## DIRECTION 1:
In the PGO profile support thread, which directory holds the code for reading and writing profile data?
## DIRECTION 2:
Can you pick up the PGO profile support thread after its final line and continue it?

## TEXT EXCERPT:
********
[LLVMdev] RFC - Improvements to PGO profile support
Bob Wilson
bob.wilson at apple.com
Thu May 7 08:43:35 PDT 2015
> On May 7, 2015, at 12:55 AM, Hayden Livingston <halivingston at gmail.com> wrote:
>
> Can you tell us if you're continuing to use the same approach as
> described in one of the LLVM meetings, i.e. instrument at the clang
> AST level?
Yes, that is the approach we’re using.
>
> Also, do you generate GCOV files, some yaml, or is this a separate format?
It is a separate format. The code for reading/writing profile data is in compiler-rt/lib/profile/.
There is also a separate format for mapping the profile data back to source locations for code coverage testing. Details here: http://www.llvm.org/docs/CoverageMappingFormat.html
>
> And finally in the meeting you had given how you assign counters to
> the blocks, an algorithm to minimize the number of insertions. Is that
> algorithm a well-known one or a custom one? Is that described
> somewhere?
********
## DATA SECTION:
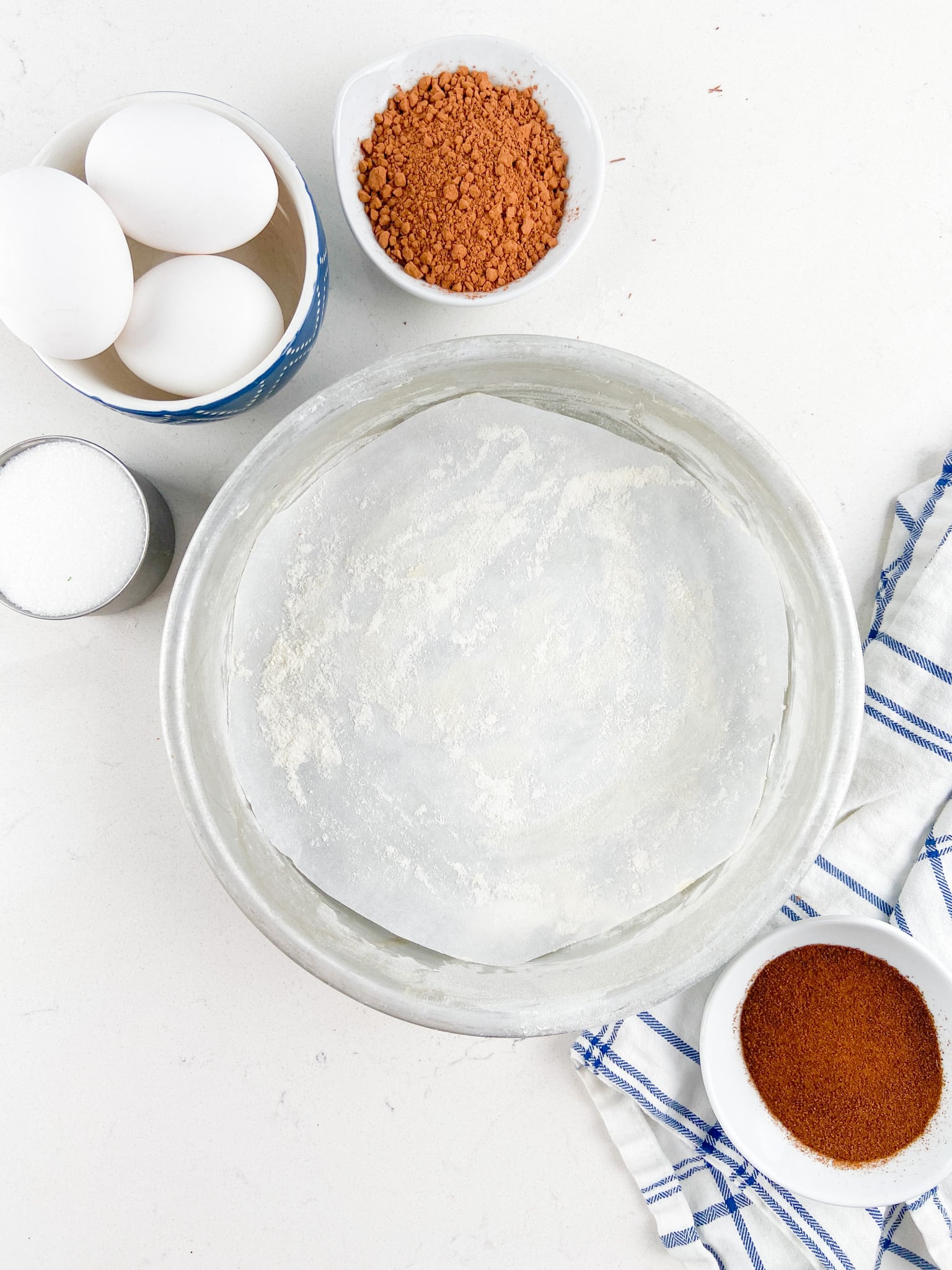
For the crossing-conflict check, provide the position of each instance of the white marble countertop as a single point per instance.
(778, 228)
********
## FINAL RESULT 1:
compiler-rt/lib/profile/

## FINAL RESULT 2:
It is a custom approach. I don’t think we have a written description but the code is pretty straightforward. Look at ComputeRegionCounts in clang’s lib/CodeGen/CodeGenPGO.cpp source file.
>
> On Wed, Mar 25, 2015 at 10:47 PM, Xinliang David Li <davidxl at google.com> wrote:
>> Bob,
>>
>>> Which workload is better? I don’t at all trust users to get this right, at
>>> least for real, non-benchmark code.
>>
>> We do have a lot of users (real world apps) who can get this right --
>> I am not joking ;)
>>
>>>
>>>
>>> Without the rule, the two workload at least produces consistent
>>> profile data. With the Laplace rule, you get 50 in one case, and 66
>>> in the other.
>>>
>>>
>>> Yes, but you’ve got more information in one case than the other. This is a
>>> feature IMO, not a bug. It’s entirely possible that with workload 2, the
>>> loop may have executed for a drastically different number of iterations. The
>>> fact that it did not, i.e., that it was consistent with workload 1, is more
>>> information that you did not have before. It makes sense for the compiler to
>>> be more aggressive when it has more data.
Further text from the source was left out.